EXTRACTED TEXT

In late March, the Department of Defense (DOD) initiated emergency purchasing measures to respond to the COVID-19 epidemic. To streamline the procurement process, DOD recognized a class determination released by the Defense Contract Management Agency (DCMA) Commercial Item Group (CIG).
After reviewing terms and conditions and conducting market research, the DCMA CIG determined that those items listed in the class deviation memo and used in direct response to COVID-19 (such as vaccines, treatment, medical supplies, personal protective equipment (PPE) and cleaning supplies), meet the FAR commercial item* definition. (NOTE: this does not apply to similar goods and services that are not used directly in response to COVID-19). The entire class of items will now be treated as commercial items, and will continue to be treated as such until the COVID-19 response is completed.
As a result, the federal government’s acquisition of these goods and services can now occur more rapidly under FAR Part 12: Acquisition of Commercial Items. In addition, because COVID-19 is recognized as a pandemic, acquisitions for commercial items valued up to $13 million may utilize the FAR Part 13: Simplified Acquisition Procedures. FAR Part 18: Emergency Acquisitions, which allows for emergency acquisition flexibilities, may also be utilized for federal procurements. This guidance will remain in place to combat COVID-19, and will ensure that the federal government can procure goods and services more quickly for direct response.
As a bit of context, the federal government prefers to purchase goods or services that are “commercial items.” The definition of a “commercial item” for purposes of federal procurements can be complex and vary depending on the item at issue, but in general a commercial item is something that is sold to the general public and used for purposes other than exclusively governmental purposes. For example, a bearing used in aircraft, a vehicle or a copy machine are traditionally commercial items.
From the government’s perspective, the commercial marketplace shapes these items by ensuring adequate price competition, allowing for private research and development and capturing market efficiencies inherent to publicly available commercial items. The government therefore assumes less risk when it purchases commercial items. The acquisition process for commercial items therefore requires fewer regulatory fail-safes, because they have already been addressed by the commercial market.
Accordingly, the Federal Acquisition Regulations (FAR), the regulatory framework for all federal government acquisitions, utilizes more streamlined procedures when the government is acquiring a commercial item. Selling commercial items to the federal government is beneficial for many companies and contractors because not only do significantly fewer laws and regulations apply, they are also exempt from many of the traditional government contracts requirements that increase administrative costs and risks.

TASK ITEM
List every FAR part that the text on COVID-19 defense purchasing names, giving each part's number and title.

Point-per-instance localization data
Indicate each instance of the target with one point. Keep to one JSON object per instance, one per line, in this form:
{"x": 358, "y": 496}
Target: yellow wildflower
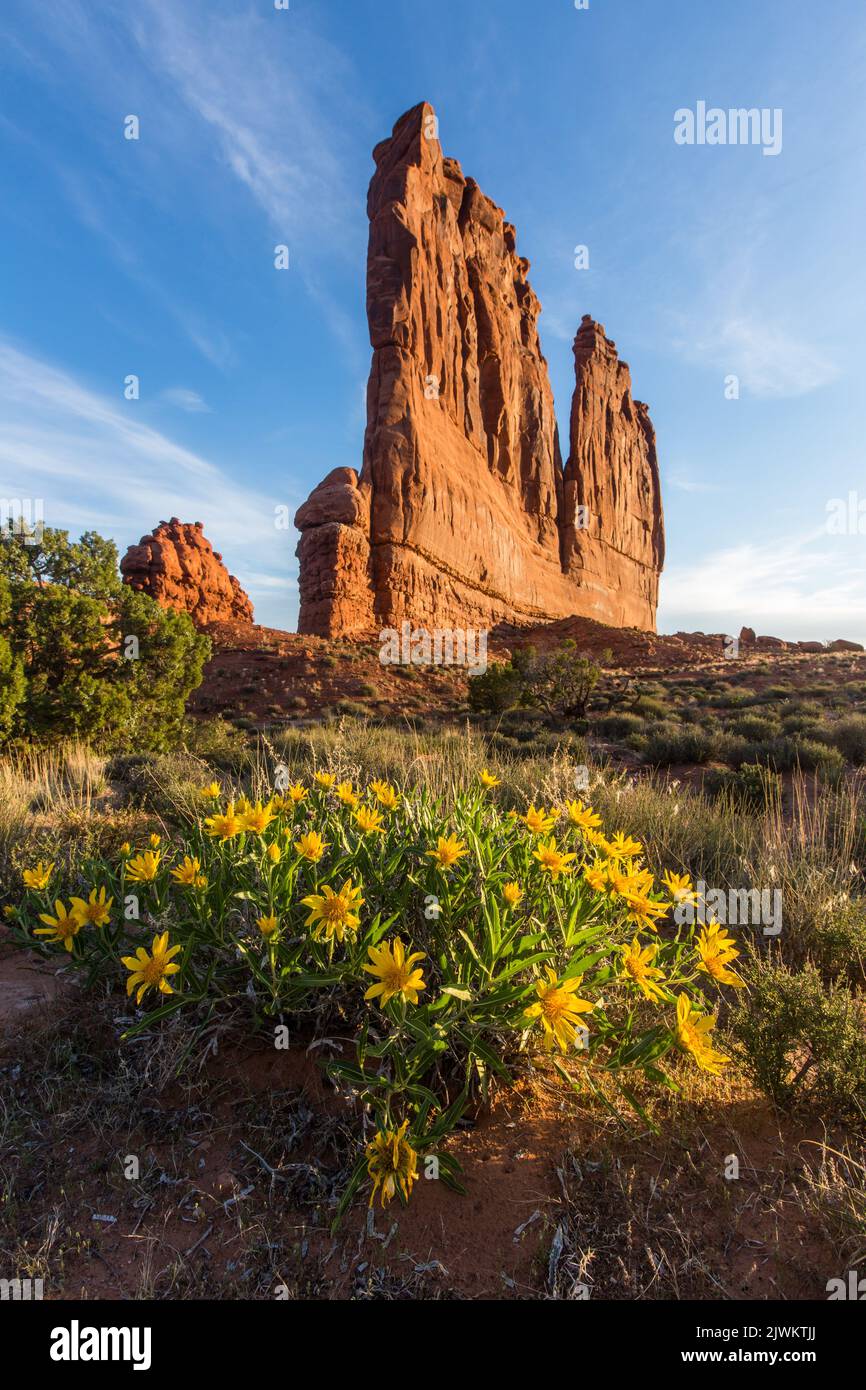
{"x": 143, "y": 868}
{"x": 583, "y": 818}
{"x": 681, "y": 888}
{"x": 310, "y": 847}
{"x": 225, "y": 826}
{"x": 540, "y": 822}
{"x": 332, "y": 913}
{"x": 61, "y": 929}
{"x": 638, "y": 966}
{"x": 394, "y": 972}
{"x": 392, "y": 1164}
{"x": 346, "y": 794}
{"x": 552, "y": 859}
{"x": 38, "y": 877}
{"x": 95, "y": 911}
{"x": 716, "y": 950}
{"x": 256, "y": 819}
{"x": 623, "y": 847}
{"x": 559, "y": 1009}
{"x": 369, "y": 820}
{"x": 188, "y": 872}
{"x": 150, "y": 972}
{"x": 385, "y": 794}
{"x": 692, "y": 1036}
{"x": 448, "y": 851}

PROBLEM SOLUTION
FAR Part 12: Acquisition of Commercial Items
FAR Part 13: Simplified Acquisition Procedures
FAR Part 18: Emergency Acquisitions